• [TEXTE FOURNI]

━━━━━━━━━━━━━━━━

Paradoxalement, le spectacle Metamorphosis, qui orchestre la rencontre des musiques contemporaines et des danses urbaines américaines, a été conçu à un moment où, précisément, l’idée même de rencontre était malmenée par une pandémie qui devait paralyser le monde pendant de longs mois. Car c’est au cœur de l’année 2020 que le quatuor Third Coast Percussion et le duo de chorégraphes MAI (pour Movement Art Is) développent patiemment cette proposition inédite, célébration des langages et expériences de chacun. Répétitions filmées puis partagées en ligne, ébauches de scénographies échangées à distance et réunions Zoom dessinent bientôt l’ossature d’un projet nourri par une écoute et des savoir-faire qui sont au cœur même des parcours respectifs des artistes en présence.

━━━━━━━━━━━━━━━━

(Enregistrements de contours)
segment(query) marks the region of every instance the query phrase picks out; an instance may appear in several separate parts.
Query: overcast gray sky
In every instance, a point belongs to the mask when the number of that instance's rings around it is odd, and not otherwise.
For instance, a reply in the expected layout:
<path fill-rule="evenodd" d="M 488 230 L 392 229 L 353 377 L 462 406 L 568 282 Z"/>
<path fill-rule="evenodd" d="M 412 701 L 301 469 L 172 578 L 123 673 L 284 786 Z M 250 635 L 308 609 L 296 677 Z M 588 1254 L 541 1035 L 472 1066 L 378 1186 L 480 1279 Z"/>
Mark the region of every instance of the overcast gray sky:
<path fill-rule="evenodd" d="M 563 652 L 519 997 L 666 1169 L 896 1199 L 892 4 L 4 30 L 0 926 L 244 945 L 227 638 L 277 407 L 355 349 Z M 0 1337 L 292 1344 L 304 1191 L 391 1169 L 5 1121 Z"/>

━━━━━━━━━━━━━━━━

• [ACTIONS DEMANDÉES]
• A. Répondez à ces questions d'après le texte sur le spectacle Metamorphosis :
(i) Quelles musiques et quelles danses le spectacle fait-il se rencontrer ?
(ii) Au cœur de quelle année le projet a-t-il été développé ?
(iii) Que signifie le sigle MAI ?
• B. Recopiez toutes les lignes des enregistrements, consignes comprises, s'il vous plaît, en décalant de 7 chaque coordonnée des tracés de réponse. Ne modifiez ni les consignes ni les exemples de format.

• [RÉPONSES À L'EXERCICE]
• A.
(i) Les musiques contemporaines et les danses urbaines américaines.
(ii) 2020.
(iii) Movement Art Is.

• B.
segment(query) marks the region of every instance the query phrase picks out; an instance may appear in several separate parts.
Query: overcast gray sky
In every instance, a point belongs to the mask when the number of that instance's rings around it is odd, and not otherwise.
For instance, a reply in the expected layout:
<path fill-rule="evenodd" d="M 488 230 L 392 229 L 353 377 L 462 406 L 568 282 Z"/>
<path fill-rule="evenodd" d="M 412 701 L 301 469 L 172 578 L 123 673 L 284 786 Z M 250 635 L 308 609 L 296 677 Z M 588 1254 L 541 1035 L 472 1066 L 378 1186 L 480 1279 Z"/>
Mark the region of every instance of the overcast gray sky:
<path fill-rule="evenodd" d="M 570 659 L 526 1004 L 673 1176 L 903 1206 L 899 11 L 11 37 L 7 933 L 251 952 L 234 645 L 284 414 L 362 356 Z M 7 1344 L 299 1351 L 311 1198 L 398 1176 L 12 1128 Z"/>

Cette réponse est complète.